Items from a dataset
'''

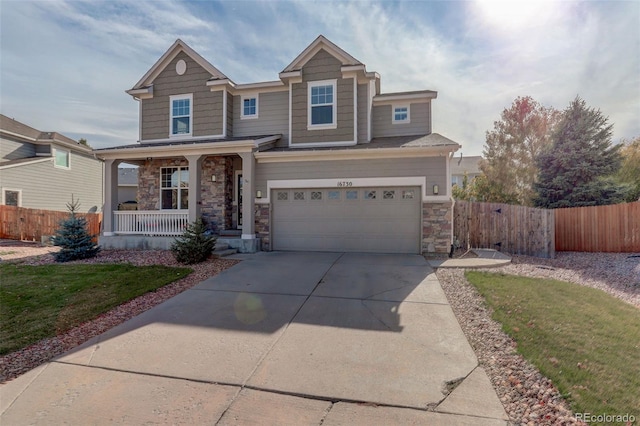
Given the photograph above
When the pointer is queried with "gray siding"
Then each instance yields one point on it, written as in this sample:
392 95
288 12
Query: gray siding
273 116
322 66
434 168
47 187
43 149
420 121
363 102
230 102
12 150
207 105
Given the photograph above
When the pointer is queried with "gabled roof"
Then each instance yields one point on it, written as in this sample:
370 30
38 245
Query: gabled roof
321 43
15 128
177 47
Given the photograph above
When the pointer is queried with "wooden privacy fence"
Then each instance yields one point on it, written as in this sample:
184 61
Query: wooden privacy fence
504 227
19 223
613 228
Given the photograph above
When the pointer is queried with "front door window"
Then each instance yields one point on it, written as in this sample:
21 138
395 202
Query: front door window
239 198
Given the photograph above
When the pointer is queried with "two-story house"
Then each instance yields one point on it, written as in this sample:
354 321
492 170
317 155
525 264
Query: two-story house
317 160
43 170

'''

[YOUR GOAL] Copy the entries above verbatim. Pictures do not belong in the copy.

[SOLUTION]
Given the photograph above
When the pointer is queried with "gray siding"
Then each instance yields one point on it, written as in this sample:
392 95
288 12
Query: gray siding
273 116
322 66
434 168
47 187
43 149
420 121
363 102
230 102
12 150
207 105
Given the photograph above
When the pointer is queried with "gabled roof"
Then each instance yields one point on it, written as in this sample:
370 30
38 245
Query: gabled roof
321 43
15 128
177 47
Given the photograph above
When the pointer is queried with "wooden privacy fence"
Then each instance yields one point on it, written as in this sample:
184 61
Query: wooden privacy fence
504 227
19 223
613 228
Given the photograph above
When the pointer is queried with "front door window"
Then each instance yields one point on it, written as in this sample:
21 138
395 202
Query: front door window
239 198
Given the photograph above
When the pointer is queried with "two-story house"
Then each instance yields one point on it, written as in this sample:
354 321
492 170
317 155
525 264
Query: two-story house
317 160
43 170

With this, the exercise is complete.